Intervention de Jean-Pierre Chevènement, président de la Fondation Res Publica, au colloque du 20 octobre 2008, Quelle politique européenne de l’énergie ?
Nous avons parlé d’énergie, un sujet éminemment politique : votre exposé, d’autres auparavant, celui de Monsieur Claude Mandil notamment, l’ont montré. J’adhère au point de vue modéré qu’a exprimé Claude Mandil. La Russie ne doit pas être diabolisée. En 1982, j’étais ministre de l’Industrie dans le gouvernement qui a réquisitionné les entreprises américaines qui, en France, participaient à la construction du gazoduc sibérien, notamment Dresser France, sise au Havre, qui fabriquait les compresseurs. Alors que la guerre froide battait son plein, nous avons pris des décisions conformes à notre intérêt national et à l’intérêt européen bien compris. Je me souviens d’une conversation, à Washington, avec Monsieur Bush père, alors vice-président : j’essayais de lui expliquer que nous avions besoin du gaz sibérien et qu’il ne fallait pas tout ramener à la question de l’Empire du mal. Il n’a pas réagi – sans doute peu désireux de polémiquer – mais il m’a paru assez compréhensif. Il est vrai que la famille Bush s’intéresse beaucoup au pétrole.

··········

## Questions:
(1) D'après l'intervention, répondez à chaque question sur sa propre ligne.
(a) En quelle année l'orateur était-il ministre de l'Industrie ?
(b) Dans quelle ville se trouvait Dresser France, et que fabriquait-elle ?
(c) Quelle fonction occupait Monsieur Bush père lors de la conversation à Washington ?
(2) Veuillez recopier mot pour mot le passage de l'intervention qui va de « Intervention de Jean-Pierre » jusqu'à « de l’énergie ? ».

··········

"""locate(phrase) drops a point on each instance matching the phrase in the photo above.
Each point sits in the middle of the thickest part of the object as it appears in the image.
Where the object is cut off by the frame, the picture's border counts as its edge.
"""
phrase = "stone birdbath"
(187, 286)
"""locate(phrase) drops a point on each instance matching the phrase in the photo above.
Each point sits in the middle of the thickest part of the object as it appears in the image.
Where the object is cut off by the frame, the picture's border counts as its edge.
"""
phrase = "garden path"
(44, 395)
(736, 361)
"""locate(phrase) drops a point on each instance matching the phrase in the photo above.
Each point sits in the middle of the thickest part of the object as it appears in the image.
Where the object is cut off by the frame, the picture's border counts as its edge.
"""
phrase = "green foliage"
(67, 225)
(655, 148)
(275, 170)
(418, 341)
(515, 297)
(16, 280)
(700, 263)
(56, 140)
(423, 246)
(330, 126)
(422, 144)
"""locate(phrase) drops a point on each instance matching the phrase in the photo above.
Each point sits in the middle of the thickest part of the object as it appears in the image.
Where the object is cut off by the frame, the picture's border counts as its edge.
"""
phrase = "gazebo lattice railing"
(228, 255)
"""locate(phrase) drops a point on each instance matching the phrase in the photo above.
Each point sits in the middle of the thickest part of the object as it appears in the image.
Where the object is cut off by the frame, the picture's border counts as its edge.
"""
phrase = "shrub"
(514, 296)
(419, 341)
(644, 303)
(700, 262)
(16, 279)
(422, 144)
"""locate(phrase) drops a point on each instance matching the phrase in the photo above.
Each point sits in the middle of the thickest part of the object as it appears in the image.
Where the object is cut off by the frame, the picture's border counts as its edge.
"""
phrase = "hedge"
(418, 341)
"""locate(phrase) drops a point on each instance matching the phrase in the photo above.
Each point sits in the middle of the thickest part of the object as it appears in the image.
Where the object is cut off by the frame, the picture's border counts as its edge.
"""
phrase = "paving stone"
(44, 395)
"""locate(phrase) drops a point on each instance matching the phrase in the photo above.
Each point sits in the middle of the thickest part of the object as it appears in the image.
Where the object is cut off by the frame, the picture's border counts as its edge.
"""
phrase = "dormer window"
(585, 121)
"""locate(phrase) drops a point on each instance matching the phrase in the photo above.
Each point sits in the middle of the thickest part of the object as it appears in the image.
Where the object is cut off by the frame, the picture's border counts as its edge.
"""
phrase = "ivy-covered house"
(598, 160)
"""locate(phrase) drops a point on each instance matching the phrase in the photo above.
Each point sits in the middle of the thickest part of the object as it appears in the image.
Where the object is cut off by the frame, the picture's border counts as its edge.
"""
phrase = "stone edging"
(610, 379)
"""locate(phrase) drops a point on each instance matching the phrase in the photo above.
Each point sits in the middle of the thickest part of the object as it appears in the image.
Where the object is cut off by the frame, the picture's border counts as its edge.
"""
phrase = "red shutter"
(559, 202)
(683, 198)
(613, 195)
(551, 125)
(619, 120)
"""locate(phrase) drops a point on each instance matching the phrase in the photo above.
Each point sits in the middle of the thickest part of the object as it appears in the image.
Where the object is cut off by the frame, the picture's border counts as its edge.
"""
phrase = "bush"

··········

## Réponses dans l'ordre:
(1)
(a) En 1982.
(b) Au Havre ; elle fabriquait les compresseurs.
(c) Il était vice-président.

(2)
Intervention de Jean-Pierre Chevènement, président de la Fondation Res Publica, au colloque du 20 octobre 2008, Quelle politique européenne de l’énergie ?